PROBLEM » Quote the records below in full, exactly as given, with the images taken out.

* begin GIVEN INFORMATION *

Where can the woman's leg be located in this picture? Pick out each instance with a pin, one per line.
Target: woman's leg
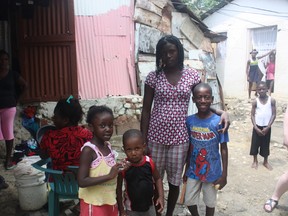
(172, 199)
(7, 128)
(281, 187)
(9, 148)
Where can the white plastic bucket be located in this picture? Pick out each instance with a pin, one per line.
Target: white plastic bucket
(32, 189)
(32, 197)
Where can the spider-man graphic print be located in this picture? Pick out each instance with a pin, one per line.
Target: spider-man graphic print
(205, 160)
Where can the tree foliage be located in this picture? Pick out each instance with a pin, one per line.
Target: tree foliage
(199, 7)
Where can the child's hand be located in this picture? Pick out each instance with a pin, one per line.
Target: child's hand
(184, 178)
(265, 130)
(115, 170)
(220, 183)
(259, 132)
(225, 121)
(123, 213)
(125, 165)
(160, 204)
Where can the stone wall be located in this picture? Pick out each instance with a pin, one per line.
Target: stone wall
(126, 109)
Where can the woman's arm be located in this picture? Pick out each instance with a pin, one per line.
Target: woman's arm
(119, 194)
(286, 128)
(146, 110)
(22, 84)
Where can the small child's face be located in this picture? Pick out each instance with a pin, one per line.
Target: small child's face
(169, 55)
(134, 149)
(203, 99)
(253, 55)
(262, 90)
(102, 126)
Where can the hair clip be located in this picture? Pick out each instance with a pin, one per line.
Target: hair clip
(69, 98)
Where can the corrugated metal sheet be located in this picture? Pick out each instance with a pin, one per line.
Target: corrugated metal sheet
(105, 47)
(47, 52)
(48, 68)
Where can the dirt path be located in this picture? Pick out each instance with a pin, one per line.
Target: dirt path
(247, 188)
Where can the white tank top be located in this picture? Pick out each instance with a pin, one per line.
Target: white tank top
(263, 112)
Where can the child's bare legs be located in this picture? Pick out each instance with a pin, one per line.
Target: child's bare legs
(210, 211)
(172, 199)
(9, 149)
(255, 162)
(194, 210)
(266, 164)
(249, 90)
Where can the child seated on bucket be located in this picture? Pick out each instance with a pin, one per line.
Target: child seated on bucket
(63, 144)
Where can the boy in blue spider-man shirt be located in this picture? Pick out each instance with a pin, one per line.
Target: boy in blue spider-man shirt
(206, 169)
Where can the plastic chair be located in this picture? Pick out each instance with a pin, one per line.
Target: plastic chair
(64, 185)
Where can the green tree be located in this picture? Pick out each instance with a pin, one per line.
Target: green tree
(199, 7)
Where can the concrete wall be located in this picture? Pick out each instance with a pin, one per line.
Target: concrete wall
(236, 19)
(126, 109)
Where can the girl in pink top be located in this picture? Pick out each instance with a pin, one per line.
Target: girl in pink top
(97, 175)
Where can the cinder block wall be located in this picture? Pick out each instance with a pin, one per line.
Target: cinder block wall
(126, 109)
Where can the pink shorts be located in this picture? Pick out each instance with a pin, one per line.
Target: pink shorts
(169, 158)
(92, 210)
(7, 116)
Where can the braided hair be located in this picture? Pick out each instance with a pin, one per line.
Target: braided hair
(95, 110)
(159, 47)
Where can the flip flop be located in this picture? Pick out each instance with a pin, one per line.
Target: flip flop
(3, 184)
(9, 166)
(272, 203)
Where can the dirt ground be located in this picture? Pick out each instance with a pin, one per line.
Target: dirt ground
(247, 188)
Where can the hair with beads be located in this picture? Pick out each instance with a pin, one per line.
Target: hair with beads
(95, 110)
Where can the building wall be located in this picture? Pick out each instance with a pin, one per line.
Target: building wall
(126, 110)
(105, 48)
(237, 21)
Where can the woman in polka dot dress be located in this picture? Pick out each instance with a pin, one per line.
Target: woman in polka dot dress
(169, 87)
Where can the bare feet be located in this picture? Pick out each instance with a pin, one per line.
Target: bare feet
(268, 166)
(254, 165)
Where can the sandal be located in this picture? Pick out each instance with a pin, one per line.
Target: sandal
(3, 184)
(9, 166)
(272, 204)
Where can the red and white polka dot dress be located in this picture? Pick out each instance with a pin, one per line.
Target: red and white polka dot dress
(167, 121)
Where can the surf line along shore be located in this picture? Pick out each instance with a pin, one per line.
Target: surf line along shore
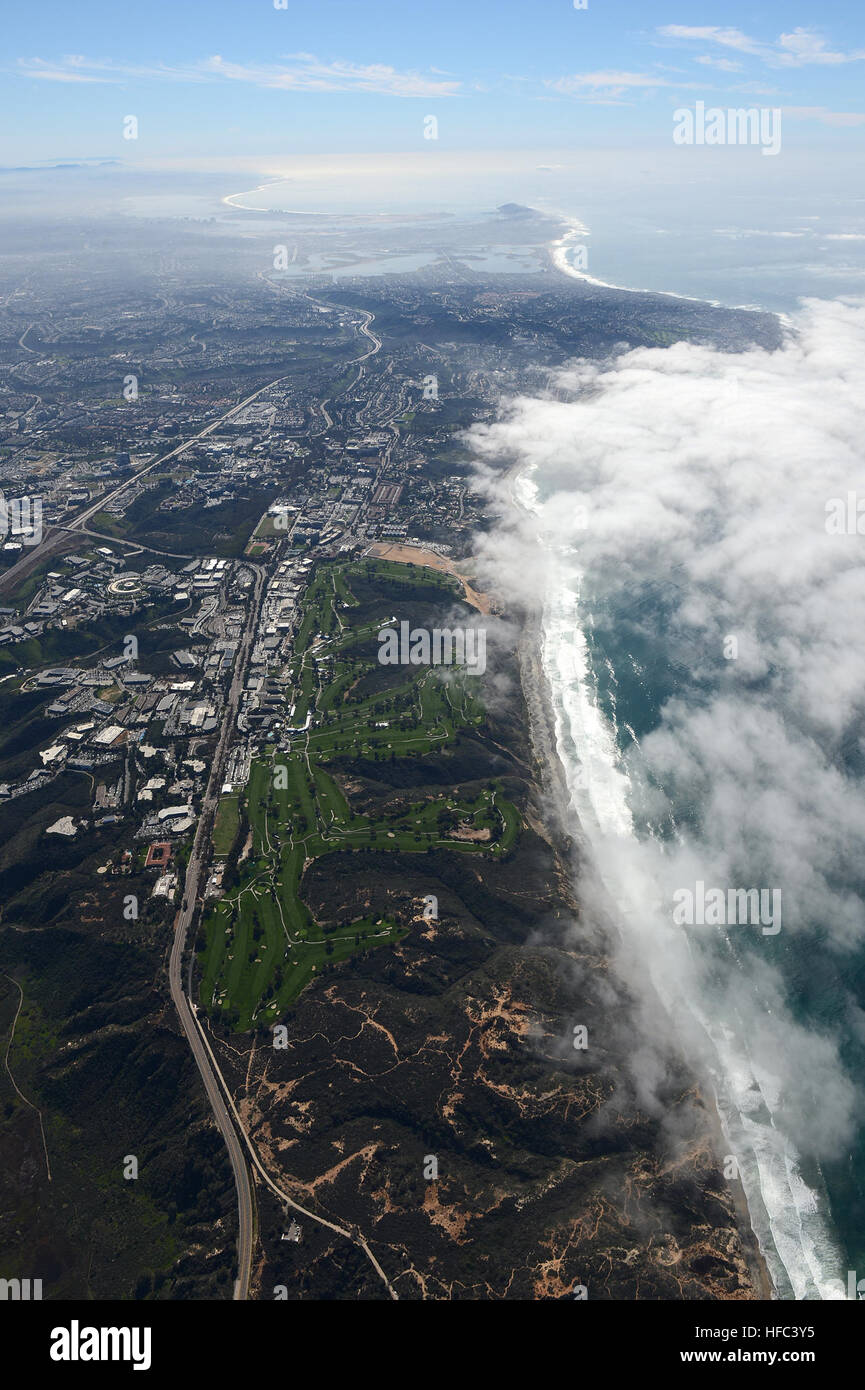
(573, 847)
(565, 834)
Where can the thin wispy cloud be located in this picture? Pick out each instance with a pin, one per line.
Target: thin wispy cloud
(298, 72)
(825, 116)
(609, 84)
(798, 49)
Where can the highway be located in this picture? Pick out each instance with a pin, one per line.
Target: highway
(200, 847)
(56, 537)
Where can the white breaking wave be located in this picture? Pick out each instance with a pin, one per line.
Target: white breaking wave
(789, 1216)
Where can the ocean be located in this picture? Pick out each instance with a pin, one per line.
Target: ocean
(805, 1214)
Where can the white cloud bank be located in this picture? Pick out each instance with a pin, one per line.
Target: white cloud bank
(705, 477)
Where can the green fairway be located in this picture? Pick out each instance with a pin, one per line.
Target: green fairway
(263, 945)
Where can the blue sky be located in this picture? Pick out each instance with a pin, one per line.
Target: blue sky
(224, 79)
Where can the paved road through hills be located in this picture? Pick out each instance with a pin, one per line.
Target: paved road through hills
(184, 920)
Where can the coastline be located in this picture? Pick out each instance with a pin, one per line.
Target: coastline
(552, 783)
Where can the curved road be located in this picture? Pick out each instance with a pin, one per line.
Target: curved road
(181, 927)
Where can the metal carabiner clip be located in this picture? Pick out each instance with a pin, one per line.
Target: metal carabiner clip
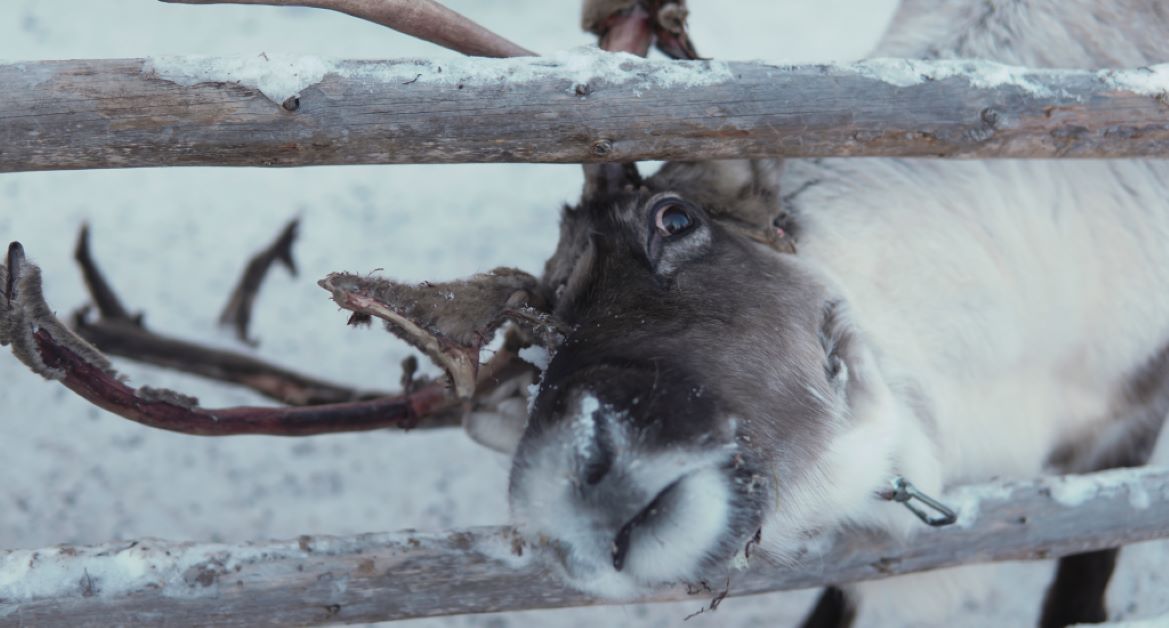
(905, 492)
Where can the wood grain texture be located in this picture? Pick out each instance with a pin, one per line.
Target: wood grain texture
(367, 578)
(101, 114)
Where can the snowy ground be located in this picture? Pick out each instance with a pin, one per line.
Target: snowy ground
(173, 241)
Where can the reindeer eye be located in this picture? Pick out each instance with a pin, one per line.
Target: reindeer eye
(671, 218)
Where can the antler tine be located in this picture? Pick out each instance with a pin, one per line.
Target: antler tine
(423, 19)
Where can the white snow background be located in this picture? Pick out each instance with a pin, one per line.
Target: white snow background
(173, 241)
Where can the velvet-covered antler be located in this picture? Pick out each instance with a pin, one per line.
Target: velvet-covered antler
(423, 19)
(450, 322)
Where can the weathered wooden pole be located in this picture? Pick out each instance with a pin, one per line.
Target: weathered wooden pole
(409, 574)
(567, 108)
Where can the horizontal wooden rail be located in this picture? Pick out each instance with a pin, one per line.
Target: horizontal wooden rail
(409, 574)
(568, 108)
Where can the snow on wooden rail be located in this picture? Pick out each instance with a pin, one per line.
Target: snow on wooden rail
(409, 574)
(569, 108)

* end GIVEN INFORMATION *

SOLUTION TO THE PROBLEM »
Where can the woman's leg be located in this picture? Pick out each instance with a pin, one per line.
Target: woman's leg
(172, 199)
(7, 128)
(281, 187)
(9, 148)
Where can the white plastic bucket be located in this picture? Pick out each instance with a pin, one per line.
Target: white plastic bucket
(32, 189)
(32, 197)
Where can the spider-man graphic print be located in this picture? Pick out each instance with a pin, one per line.
Target: spider-man graphic print
(205, 160)
Where can the tree foliage be located in this picture? Pick out each instance with a pin, one per line.
Target: tree foliage
(199, 7)
Where can the child's hand be located in this picture? Pick out each instance with a pin, one per line.
Target: child's hand
(184, 178)
(265, 130)
(115, 170)
(220, 183)
(259, 132)
(225, 121)
(123, 213)
(125, 165)
(160, 204)
Where can the stone wall be located in this picture? Pick out each instance with a pin, one per line.
Target: stone wall
(126, 109)
Where can the woman's arm be located in this picture? Pick out each instance with a pin, one per line.
Target: woman's arm
(119, 194)
(286, 128)
(146, 110)
(22, 84)
Where can the small child's face be located in this picture? Pick out each instance with a pin, one per line.
Target: small child's face
(169, 55)
(134, 149)
(203, 99)
(253, 55)
(262, 90)
(102, 126)
Where can the hair clip be located in this picture? Pick out each instance with a pin, one per line.
Target: hair clip
(69, 98)
Where can the corrugated metal sheet be located in this picture? Pick out each instance with a pin, one per line.
Target: corrugated metal sheet
(105, 47)
(47, 52)
(48, 68)
Where can the dirt path be located in this picture? Pick out each instance with a pin, one per line.
Target: dirt path
(247, 188)
Where can the white tank top be located in this picture? Pick out each instance with a pin, one per line.
Target: white tank top
(263, 112)
Where can the child's bare legs be located in this picture? Pick out each instance with a pin, one per line.
Target: child's bare legs
(210, 211)
(172, 199)
(9, 149)
(255, 162)
(194, 210)
(266, 164)
(249, 90)
Where can the child seated on bucket be located in this picture? Pick out each instance with a pin, one per line.
Target: child seated on bucket
(63, 144)
Where can the boy in blue spider-man shirt be located in this picture? Pick out each instance with a pin, one per line.
Target: boy in blue spider-man shirt
(206, 169)
Where can the plastic chair be located in this picture? Pick out each instance with a pin, one per line.
Target: plastic chair
(64, 185)
Where can the green tree be located in this picture? Pick out each instance with a pin, one per line.
Target: green tree
(199, 7)
Where can the concrete wall be located in this picture? Pick out each instance with a pin, one per line.
Target: concrete wall
(236, 19)
(126, 109)
Where can the girl in pink top be located in this picture? Pick out each instance with a pin, one per line.
Target: girl in pink top
(97, 175)
Where can the cinder block wall be located in this picture? Pick out each instance with a pin, one per line.
Target: cinder block wall
(126, 109)
Where can the pink shorts be located in this picture? Pick out each instance with a pin, one per line.
Target: pink shorts
(169, 158)
(92, 210)
(7, 116)
Where can the braided hair be located in this picture? Pick out each instance with a pin, one per line.
Target: braided hair
(95, 110)
(159, 47)
Where can the flip flop be located in this picture? Pick out each instance with a pin, one per line.
Target: flip flop
(3, 184)
(9, 166)
(272, 203)
Where can the dirt ground be located in this picture? Pick out each instance with a pin, one per line.
Target: dirt ground
(247, 188)
Where can the hair with beads be located in this picture? Pick out each instance with a pin, one per line.
Target: hair with beads
(95, 110)
Where can the building wall be located in this picture? Pick out each instance with a pin, one per line.
Target: building wall
(126, 110)
(105, 48)
(237, 21)
Where can the woman in polka dot dress be located in this picture? Pick out each instance with a pin, one per line.
Target: woman in polka dot dress
(169, 87)
Where can the bare feet be located in this picture? Pick out each instance with a pin, one per line.
Target: bare feet
(268, 166)
(254, 165)
Where can the sandal be located in this picture? Pick out each instance with a pin, one per line.
Target: sandal
(3, 184)
(9, 166)
(272, 204)
Where can the red and white polka dot dress be located in this picture? Pick out each instance with a pin, one per line.
Target: red and white polka dot dress
(167, 121)
Where can the surf line along shore be located in this picture? Pick out each instance with a pin, one per line.
Target: surf line along shore
(573, 847)
(565, 834)
Where can the thin wispy cloud be located in this picture? Pick out each instance with a pin, one per line.
Target: thin wispy cloud
(298, 72)
(825, 116)
(609, 84)
(798, 49)
Where can the highway be located in this picture? Pick out each instance with a pin, one per line.
Target: highway
(200, 847)
(56, 537)
Where can the white breaking wave be located in this picture? Pick out each instance with a pin, one per line.
Target: white breaking wave
(789, 1216)
Where can the ocean be located in this picture? Pick out each instance with a pin, one per line.
Target: ocean
(805, 1214)
Where can the white cloud bank be located in this picture? Pick out each instance with a pin, one per line.
Target: white cloud bank
(705, 477)
Where can the green fairway be located in this picture? Pick out each instance with a pin, one per line.
Target: green fairway
(263, 945)
Where can the blue sky be located in this picture? Pick out each instance with a pin, one per line.
Target: blue sky
(224, 79)
Where can the paved road through hills be located in this picture? Pick out each instance with a pin, one per line.
Target: paved road through hills
(184, 920)
Where can the coastline be located in this picture? Pick out each instance with a pin, one per line.
Target: coastline
(552, 783)
Where can the curved road be located in this picture? Pick out each instance with a pin, one per line.
Target: curved road
(181, 927)
Where can the metal carabiner clip be located in this picture? Pick out each instance with a pin, one per line.
Target: metal carabiner clip
(905, 492)
Where can the wood grain texture be located in this picture? Pick out each instance with a pin, one per line.
Target: wood grain texture
(367, 578)
(101, 114)
Where can the snowy ground be located in this picture? Pick out each instance with a pin, one per line.
Target: snowy ground
(173, 241)
Where can the reindeer eye be located in this picture? Pick out each instance with a pin, one per line.
Target: reindeer eye
(671, 218)
Where can the antler tine be located in this picture? Pick out each instance with a pin, one per line.
Target: antler tine
(423, 19)
Where can the white snow background be located in this picture? Pick out each instance with a pin, one per line.
Target: white snow background
(173, 241)
Where can the velvet-covered antler be located in this picture? Pick out each instance with a pin, one per line.
Target: velvet-covered antler
(423, 19)
(450, 322)
Where can the weathered wooden pole be located in this picture? Pick out each instance with a pin, one per line.
Target: weathered wooden pole
(409, 574)
(567, 108)
Where can the horizontal wooden rail be located in this picture? Pick out each instance with a pin, one per line.
Target: horizontal wooden rail
(409, 574)
(568, 108)
Where can the snow on wooden rail be located in this picture? Pick out each instance with a pin, one per line.
Target: snow on wooden rail
(409, 574)
(569, 108)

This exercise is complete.